Task brief:
Return each line of the records below that contains the word "baby", treating uppercase and lowercase letters as different.

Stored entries
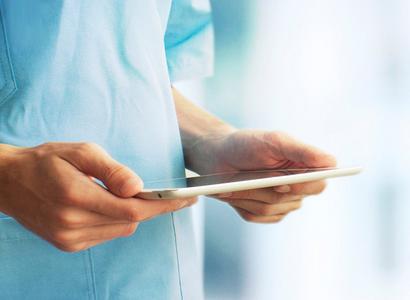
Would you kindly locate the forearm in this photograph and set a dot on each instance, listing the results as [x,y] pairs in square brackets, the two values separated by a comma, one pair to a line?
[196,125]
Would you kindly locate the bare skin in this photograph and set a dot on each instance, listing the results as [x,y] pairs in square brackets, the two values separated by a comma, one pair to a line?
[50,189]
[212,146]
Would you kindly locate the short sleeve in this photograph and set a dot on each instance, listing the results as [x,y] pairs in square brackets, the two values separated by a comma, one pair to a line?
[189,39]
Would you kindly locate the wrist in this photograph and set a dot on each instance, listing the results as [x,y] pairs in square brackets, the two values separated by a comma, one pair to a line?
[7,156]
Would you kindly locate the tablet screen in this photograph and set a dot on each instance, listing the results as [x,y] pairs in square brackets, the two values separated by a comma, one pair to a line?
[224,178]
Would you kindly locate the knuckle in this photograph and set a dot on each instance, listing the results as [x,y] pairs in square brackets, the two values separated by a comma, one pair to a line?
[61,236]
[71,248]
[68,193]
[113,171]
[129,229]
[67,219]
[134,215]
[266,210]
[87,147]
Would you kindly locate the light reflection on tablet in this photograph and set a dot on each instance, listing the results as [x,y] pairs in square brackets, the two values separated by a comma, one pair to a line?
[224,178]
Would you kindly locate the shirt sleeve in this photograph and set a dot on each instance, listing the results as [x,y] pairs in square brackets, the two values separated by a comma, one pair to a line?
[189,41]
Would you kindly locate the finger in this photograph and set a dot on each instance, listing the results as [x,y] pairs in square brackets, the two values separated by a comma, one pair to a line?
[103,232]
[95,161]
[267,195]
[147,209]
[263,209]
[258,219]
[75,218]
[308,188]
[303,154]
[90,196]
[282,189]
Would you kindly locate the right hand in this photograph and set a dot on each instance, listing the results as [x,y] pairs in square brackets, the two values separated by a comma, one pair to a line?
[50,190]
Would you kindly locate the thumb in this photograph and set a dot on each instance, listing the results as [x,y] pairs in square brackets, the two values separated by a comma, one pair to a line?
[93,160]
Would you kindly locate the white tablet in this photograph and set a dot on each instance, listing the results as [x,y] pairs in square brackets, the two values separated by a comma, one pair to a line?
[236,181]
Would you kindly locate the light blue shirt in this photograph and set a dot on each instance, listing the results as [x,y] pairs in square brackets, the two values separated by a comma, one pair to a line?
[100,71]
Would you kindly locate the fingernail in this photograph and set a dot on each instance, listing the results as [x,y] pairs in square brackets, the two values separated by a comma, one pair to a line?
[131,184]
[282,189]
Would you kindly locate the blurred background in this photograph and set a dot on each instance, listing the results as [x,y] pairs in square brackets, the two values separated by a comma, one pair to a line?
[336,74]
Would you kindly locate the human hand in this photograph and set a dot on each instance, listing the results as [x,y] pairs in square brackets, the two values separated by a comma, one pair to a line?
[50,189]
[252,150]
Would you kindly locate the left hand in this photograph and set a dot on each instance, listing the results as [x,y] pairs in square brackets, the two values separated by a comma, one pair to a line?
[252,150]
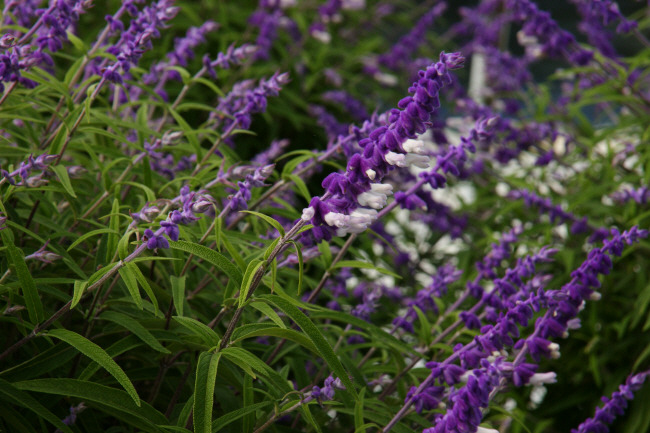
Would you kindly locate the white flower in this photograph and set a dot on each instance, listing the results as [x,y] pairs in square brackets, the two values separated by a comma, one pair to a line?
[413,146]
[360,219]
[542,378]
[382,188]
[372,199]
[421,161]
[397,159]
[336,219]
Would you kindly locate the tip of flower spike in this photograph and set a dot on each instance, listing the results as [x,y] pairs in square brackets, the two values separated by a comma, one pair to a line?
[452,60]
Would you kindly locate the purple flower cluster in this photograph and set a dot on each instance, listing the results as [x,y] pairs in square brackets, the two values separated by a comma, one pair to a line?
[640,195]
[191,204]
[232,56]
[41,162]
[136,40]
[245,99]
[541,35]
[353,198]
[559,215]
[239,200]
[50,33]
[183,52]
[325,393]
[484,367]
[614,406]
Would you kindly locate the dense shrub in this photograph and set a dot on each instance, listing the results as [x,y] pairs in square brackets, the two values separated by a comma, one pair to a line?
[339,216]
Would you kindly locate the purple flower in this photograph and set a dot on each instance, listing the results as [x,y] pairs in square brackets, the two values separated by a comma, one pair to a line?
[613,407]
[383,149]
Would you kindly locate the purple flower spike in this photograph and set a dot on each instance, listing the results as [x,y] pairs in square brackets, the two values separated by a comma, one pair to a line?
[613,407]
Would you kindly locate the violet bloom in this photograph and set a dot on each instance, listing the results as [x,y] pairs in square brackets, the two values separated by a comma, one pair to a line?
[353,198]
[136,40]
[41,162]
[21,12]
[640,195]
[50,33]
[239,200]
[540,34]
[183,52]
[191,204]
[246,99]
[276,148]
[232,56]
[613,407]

* * *

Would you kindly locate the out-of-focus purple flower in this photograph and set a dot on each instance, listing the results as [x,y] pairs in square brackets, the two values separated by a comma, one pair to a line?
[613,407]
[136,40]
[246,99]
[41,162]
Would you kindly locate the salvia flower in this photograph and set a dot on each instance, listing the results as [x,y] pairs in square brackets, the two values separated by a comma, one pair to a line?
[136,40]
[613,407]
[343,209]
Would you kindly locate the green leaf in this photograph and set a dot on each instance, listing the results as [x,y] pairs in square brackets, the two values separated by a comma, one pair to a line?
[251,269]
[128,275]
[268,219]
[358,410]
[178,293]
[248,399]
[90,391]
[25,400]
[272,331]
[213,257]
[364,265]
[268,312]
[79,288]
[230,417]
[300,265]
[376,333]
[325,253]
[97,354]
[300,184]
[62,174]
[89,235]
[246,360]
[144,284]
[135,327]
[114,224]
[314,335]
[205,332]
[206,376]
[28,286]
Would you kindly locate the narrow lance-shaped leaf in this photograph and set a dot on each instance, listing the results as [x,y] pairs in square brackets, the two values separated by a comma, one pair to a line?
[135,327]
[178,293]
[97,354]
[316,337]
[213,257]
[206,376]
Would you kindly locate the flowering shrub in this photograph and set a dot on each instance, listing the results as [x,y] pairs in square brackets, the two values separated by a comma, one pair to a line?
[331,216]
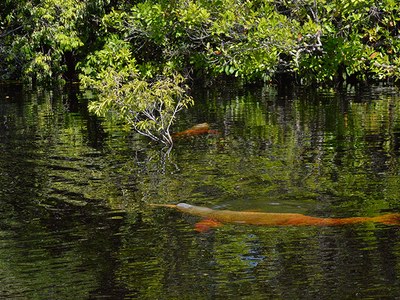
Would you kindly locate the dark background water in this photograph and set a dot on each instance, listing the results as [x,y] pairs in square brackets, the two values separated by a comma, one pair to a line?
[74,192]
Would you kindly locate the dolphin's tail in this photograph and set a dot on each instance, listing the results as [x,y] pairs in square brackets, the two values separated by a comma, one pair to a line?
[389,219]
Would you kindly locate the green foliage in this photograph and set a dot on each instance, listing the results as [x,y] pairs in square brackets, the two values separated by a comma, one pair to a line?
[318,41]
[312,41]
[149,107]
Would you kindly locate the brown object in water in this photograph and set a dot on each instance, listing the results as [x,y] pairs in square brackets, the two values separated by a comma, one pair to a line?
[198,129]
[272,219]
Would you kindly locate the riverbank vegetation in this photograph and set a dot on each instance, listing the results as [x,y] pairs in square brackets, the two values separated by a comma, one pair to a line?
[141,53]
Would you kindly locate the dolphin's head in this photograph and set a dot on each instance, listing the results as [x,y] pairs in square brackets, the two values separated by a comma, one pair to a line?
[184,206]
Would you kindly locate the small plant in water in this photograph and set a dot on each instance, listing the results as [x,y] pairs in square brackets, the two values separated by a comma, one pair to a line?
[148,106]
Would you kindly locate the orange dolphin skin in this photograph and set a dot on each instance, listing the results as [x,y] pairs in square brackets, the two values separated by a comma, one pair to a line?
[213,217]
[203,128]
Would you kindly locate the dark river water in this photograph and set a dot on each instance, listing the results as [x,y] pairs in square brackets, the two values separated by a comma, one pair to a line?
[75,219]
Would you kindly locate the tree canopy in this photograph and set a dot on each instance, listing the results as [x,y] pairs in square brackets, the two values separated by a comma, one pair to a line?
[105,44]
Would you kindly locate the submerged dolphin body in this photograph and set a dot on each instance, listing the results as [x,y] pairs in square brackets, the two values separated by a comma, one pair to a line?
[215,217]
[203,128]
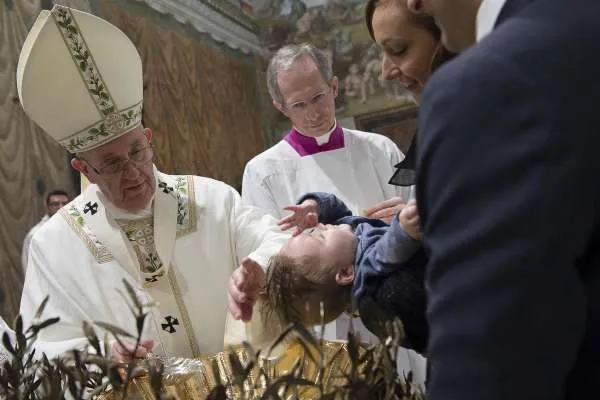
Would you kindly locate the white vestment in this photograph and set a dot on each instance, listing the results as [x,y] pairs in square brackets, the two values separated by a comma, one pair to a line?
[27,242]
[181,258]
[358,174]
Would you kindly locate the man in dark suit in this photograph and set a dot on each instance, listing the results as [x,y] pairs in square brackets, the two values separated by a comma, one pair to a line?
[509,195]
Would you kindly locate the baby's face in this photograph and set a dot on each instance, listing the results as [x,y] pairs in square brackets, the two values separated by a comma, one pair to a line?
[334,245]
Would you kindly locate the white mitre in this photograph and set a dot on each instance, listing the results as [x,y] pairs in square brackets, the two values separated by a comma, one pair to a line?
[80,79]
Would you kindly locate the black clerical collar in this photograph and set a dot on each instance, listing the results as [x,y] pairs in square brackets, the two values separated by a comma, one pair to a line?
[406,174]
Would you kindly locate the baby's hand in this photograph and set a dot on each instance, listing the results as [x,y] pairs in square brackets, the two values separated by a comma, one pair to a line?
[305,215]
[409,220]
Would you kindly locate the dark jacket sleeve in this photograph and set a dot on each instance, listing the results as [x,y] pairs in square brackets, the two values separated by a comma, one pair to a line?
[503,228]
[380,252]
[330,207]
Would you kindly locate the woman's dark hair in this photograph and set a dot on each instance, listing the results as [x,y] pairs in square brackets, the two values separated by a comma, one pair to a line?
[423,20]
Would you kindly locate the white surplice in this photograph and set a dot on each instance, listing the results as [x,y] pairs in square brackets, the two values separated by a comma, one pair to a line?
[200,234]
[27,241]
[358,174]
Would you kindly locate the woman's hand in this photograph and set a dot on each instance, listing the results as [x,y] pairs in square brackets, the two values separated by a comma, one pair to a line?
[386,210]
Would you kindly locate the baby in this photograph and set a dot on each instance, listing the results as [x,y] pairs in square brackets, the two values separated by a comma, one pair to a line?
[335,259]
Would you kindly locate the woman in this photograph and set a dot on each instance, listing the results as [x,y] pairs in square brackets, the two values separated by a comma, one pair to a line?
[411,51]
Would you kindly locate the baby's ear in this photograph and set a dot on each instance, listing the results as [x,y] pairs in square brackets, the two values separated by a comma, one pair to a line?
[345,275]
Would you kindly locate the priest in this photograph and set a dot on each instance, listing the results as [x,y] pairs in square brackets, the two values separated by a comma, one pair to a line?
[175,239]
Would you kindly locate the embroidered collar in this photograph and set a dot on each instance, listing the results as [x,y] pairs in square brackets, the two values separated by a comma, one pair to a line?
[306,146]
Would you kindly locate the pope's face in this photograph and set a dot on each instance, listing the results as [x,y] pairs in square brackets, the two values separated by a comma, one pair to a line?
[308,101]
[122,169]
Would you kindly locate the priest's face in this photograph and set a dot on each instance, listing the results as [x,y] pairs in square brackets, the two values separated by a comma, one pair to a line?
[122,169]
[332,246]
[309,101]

==

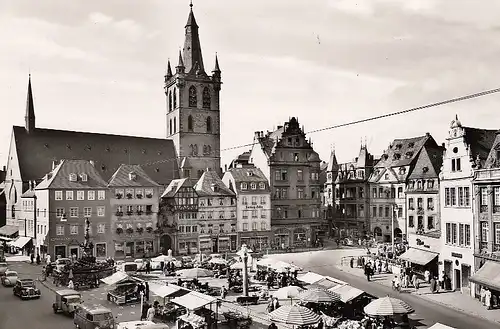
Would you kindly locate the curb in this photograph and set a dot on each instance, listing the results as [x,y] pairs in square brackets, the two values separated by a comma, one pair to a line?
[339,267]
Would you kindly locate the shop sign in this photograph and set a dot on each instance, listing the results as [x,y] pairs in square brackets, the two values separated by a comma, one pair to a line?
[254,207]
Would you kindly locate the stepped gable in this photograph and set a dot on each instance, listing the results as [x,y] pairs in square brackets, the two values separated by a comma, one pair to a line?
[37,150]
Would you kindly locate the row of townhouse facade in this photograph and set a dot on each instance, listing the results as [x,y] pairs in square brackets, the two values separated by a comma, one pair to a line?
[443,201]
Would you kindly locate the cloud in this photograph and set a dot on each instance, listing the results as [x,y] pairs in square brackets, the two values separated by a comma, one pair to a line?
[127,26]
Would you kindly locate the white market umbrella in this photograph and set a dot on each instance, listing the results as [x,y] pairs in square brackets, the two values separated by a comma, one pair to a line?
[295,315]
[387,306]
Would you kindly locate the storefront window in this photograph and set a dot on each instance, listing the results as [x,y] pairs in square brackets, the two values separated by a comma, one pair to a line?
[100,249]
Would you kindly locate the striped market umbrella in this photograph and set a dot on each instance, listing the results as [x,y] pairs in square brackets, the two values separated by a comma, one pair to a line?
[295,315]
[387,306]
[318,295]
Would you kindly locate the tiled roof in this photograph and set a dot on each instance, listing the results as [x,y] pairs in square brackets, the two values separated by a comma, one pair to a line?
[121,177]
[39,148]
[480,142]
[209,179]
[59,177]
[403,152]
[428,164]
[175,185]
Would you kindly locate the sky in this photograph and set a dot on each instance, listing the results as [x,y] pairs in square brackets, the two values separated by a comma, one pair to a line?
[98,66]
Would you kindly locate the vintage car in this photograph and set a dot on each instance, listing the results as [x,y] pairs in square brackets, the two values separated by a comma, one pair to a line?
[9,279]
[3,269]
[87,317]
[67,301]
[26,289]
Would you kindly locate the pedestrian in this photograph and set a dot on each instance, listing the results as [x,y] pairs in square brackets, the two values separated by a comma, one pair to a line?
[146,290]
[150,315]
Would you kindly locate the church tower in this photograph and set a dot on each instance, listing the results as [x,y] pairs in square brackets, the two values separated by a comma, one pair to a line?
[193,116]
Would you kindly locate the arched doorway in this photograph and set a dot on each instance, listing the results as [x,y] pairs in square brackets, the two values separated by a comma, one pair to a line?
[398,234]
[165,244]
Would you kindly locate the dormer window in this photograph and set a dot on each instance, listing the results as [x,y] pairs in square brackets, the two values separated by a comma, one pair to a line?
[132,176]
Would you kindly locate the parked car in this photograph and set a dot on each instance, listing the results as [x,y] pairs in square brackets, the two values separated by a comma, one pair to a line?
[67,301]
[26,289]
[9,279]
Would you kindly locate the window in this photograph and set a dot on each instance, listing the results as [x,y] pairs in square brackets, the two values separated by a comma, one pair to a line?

Complete response:
Would you kindly locate the baby's face in this photograph and set a dot on each instance, listing the results as [x,y] pairs in square brackets, the two values separated by a comma, one pair to a line?
Would you kindly locate the baby's hand in this photograph and set a dot on each instance, listing the results as [x,y] pairs in square brackets, the two values separated by a comma, one pair to a line?
Would you kindly locate the baby in this photograph and set a dot on each instance, listing the results as [x,y] pairs in square brackets, the two values separated by a comma, one pair to a line?
Would you kindly locate the baby's ear in this photograph and set a dot on each instance, listing the results as [x,y] pairs in square brackets, the two values separated by a comma, one pair to a line?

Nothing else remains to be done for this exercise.